• _REQUIRED TASK_: Rewrite the items between the line holding "Would you mind identifying the drainpipe" and the line holding "[266,75,298,215]", inclusive, replacing "cafe awning" with "shop awning" and leaving all else unchanged.

• _DATA TO PROCESS_:
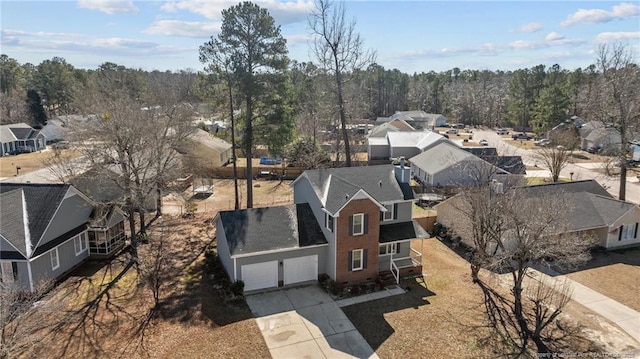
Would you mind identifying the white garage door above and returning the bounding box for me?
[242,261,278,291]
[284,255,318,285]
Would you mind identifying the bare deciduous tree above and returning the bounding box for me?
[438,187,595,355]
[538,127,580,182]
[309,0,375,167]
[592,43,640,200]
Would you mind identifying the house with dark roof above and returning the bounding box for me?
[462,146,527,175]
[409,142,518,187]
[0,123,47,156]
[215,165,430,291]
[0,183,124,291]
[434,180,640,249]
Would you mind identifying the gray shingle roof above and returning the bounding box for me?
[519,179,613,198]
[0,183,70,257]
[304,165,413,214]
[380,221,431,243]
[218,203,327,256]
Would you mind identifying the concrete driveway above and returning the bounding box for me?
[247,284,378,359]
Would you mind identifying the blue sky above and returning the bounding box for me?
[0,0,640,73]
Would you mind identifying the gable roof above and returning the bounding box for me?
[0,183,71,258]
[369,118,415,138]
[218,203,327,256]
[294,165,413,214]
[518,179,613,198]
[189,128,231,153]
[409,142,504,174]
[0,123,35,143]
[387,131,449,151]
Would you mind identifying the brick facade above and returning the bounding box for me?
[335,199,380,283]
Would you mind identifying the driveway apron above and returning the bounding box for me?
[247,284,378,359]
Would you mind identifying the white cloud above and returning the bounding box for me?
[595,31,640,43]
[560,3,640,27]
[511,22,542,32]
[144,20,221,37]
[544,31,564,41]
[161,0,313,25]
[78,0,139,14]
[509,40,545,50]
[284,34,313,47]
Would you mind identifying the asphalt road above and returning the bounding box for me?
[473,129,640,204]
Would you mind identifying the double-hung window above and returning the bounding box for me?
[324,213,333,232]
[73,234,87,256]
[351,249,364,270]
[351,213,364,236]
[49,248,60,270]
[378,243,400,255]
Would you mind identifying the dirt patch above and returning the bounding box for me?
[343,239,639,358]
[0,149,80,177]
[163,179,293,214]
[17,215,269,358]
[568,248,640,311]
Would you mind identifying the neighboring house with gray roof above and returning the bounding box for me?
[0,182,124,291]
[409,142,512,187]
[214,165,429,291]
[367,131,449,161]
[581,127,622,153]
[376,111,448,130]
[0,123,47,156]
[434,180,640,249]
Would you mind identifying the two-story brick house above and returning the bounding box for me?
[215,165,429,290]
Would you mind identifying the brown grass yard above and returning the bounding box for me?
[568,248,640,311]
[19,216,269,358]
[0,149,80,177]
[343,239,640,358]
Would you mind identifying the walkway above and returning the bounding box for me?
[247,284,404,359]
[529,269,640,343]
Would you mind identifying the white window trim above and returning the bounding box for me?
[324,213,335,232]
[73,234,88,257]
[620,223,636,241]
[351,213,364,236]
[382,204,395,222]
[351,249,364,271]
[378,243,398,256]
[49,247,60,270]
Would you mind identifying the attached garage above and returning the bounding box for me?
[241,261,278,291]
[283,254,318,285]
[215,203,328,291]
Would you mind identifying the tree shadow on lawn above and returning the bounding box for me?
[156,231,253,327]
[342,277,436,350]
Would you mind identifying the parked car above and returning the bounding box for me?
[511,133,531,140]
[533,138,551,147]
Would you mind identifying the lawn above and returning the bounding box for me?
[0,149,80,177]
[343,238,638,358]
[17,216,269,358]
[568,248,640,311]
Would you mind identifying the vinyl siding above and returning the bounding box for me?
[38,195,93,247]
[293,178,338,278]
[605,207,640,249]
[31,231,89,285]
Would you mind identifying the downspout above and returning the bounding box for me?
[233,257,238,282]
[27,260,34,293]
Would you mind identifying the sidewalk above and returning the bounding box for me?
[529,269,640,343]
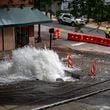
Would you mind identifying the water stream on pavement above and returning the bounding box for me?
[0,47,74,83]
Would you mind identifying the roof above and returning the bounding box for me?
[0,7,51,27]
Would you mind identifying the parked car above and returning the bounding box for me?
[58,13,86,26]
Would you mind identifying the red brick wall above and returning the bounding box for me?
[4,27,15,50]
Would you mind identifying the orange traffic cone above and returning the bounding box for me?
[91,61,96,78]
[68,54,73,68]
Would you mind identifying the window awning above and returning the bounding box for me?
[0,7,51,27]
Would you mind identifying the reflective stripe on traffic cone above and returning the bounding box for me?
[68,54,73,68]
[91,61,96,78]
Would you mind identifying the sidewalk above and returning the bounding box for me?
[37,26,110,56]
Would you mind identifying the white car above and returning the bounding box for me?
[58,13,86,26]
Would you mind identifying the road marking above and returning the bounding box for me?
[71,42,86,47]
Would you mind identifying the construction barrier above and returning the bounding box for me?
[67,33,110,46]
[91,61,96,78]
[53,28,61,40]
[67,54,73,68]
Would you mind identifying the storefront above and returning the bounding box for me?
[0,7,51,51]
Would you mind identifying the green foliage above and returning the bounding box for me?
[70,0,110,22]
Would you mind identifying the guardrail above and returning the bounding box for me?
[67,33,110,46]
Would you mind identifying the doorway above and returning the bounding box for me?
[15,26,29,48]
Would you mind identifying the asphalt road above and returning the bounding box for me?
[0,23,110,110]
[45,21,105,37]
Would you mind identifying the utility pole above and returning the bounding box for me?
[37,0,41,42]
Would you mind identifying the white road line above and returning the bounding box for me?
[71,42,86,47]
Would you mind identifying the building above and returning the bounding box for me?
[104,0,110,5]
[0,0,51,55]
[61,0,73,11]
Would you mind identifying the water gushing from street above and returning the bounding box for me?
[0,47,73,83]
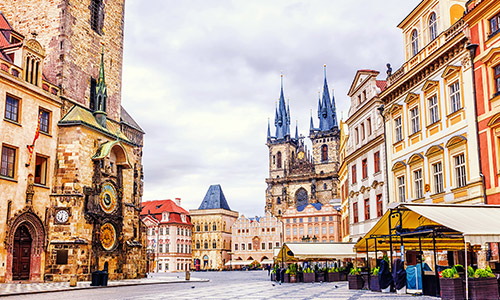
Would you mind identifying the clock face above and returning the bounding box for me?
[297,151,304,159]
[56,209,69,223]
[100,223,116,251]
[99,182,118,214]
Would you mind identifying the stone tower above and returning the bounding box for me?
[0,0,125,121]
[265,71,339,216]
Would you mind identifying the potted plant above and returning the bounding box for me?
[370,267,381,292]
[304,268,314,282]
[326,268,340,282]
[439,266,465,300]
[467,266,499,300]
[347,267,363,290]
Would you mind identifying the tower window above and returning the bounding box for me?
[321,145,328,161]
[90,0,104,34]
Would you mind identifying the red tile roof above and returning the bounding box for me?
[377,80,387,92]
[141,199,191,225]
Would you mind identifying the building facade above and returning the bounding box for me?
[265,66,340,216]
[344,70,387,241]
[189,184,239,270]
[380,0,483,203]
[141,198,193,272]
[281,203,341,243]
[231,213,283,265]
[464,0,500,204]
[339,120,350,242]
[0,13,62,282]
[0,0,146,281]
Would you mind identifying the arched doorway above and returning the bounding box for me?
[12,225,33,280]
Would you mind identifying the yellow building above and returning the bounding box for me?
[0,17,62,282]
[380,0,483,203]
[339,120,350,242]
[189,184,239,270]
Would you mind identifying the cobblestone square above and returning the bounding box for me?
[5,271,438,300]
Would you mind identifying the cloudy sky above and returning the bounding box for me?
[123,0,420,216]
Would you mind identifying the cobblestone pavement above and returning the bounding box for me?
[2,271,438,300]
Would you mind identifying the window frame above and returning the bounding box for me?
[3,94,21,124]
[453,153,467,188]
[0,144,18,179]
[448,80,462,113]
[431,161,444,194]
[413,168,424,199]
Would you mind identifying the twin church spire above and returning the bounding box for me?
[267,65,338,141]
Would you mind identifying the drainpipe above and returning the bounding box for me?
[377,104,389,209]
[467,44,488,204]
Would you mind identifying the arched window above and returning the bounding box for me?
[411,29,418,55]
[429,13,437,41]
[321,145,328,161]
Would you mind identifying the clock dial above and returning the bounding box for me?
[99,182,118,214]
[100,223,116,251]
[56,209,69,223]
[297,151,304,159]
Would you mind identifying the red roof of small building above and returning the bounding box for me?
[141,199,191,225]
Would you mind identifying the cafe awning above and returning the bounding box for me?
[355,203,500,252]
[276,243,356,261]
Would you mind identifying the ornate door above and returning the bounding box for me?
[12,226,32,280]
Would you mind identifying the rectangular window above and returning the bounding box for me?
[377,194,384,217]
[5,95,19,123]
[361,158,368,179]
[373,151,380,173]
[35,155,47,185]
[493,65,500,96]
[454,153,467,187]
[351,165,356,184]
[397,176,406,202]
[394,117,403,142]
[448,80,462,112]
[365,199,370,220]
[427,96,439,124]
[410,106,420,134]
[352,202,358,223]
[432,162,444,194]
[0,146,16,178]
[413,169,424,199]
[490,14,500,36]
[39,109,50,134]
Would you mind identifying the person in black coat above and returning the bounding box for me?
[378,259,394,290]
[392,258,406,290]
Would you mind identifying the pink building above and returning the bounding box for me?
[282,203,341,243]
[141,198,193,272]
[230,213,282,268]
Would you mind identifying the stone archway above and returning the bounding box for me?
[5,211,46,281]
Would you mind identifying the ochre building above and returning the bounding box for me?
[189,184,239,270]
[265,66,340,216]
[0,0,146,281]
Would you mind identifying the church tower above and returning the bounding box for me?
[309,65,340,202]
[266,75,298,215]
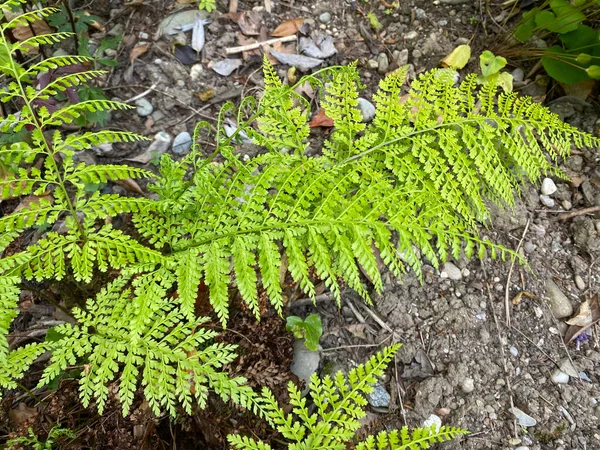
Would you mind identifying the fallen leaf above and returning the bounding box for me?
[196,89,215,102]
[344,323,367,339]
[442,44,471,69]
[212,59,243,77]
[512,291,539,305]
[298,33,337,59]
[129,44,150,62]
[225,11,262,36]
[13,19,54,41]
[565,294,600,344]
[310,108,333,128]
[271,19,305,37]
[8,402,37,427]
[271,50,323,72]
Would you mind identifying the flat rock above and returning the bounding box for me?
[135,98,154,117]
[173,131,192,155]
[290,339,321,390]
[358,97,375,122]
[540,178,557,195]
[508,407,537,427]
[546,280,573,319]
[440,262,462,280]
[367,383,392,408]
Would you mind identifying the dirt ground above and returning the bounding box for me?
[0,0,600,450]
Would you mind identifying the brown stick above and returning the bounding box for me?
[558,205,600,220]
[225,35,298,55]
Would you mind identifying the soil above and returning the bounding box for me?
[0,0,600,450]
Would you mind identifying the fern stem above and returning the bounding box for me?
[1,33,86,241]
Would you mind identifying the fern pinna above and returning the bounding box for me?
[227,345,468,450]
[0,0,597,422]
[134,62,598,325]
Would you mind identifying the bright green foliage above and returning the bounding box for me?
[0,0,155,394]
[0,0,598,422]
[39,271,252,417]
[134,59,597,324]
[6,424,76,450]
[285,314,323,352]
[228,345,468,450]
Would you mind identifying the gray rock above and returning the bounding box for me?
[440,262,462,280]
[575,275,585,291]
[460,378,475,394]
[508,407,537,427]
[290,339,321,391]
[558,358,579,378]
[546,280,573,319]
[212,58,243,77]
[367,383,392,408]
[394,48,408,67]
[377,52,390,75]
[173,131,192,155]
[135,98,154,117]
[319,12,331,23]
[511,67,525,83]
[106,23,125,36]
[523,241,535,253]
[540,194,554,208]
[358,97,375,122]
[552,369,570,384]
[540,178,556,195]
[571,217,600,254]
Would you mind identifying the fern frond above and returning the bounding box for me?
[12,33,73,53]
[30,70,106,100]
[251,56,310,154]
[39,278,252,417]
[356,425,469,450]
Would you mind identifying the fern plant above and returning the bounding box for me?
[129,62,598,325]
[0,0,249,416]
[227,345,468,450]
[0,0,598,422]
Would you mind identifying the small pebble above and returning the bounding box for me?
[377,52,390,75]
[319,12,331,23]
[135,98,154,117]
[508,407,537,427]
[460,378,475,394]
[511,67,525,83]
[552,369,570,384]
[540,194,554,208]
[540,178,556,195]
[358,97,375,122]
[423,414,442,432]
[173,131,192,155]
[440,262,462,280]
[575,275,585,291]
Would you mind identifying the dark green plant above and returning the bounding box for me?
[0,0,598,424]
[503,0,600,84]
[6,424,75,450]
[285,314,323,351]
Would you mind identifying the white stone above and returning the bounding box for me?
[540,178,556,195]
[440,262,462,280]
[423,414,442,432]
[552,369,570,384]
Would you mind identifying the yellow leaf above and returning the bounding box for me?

• _FINISHED EXERCISE_:
Would you mind identifying the drainpipe above and returning the bounding box for me?
[377,104,389,209]
[467,44,488,204]
Would you mind identifying the arched window above and returning the bounding box for me?
[411,29,418,55]
[429,13,437,41]
[321,145,328,161]
Would you mind identifying the clock dial above and returning the bounding box for me?
[99,182,118,214]
[100,223,116,251]
[56,209,69,223]
[297,151,304,159]
Would you mind identifying the red roof of small building above and returning the bounding box for me?
[141,199,191,225]
Would you mind identifying the shop awning above and returning the bounding box for me?
[355,203,500,252]
[276,243,356,261]
Would you mind identifying the ornate door above and returning the bounding box for me?
[12,226,32,280]
Would you mind identifying the rectangular window above and returning the bounding box for me?
[377,194,384,217]
[5,95,19,123]
[361,158,368,179]
[373,151,380,173]
[35,155,47,185]
[493,65,500,96]
[454,153,467,187]
[351,165,356,184]
[397,176,406,202]
[394,117,403,142]
[448,80,462,112]
[365,199,370,220]
[427,96,439,124]
[410,106,420,134]
[352,202,358,223]
[432,162,444,194]
[0,146,16,178]
[413,169,424,199]
[490,14,500,36]
[39,109,50,134]
Would you mind identifying the person in black coat above and returning the bounding box for me?
[378,259,394,290]
[392,258,406,290]
Would you mind identifying the pink building above and returning the bounding box for me?
[282,203,341,243]
[141,198,193,272]
[230,213,282,268]
Would you mind identifying the stone archway above and returning the bounding box for me?
[5,211,46,281]
Would you mind identifying the ochre building above and returning the bounding box for me?
[189,184,239,270]
[265,66,340,216]
[0,0,146,281]
Would you mind identifying the church tower above and returning the bounding box for me?
[309,65,340,202]
[266,75,298,215]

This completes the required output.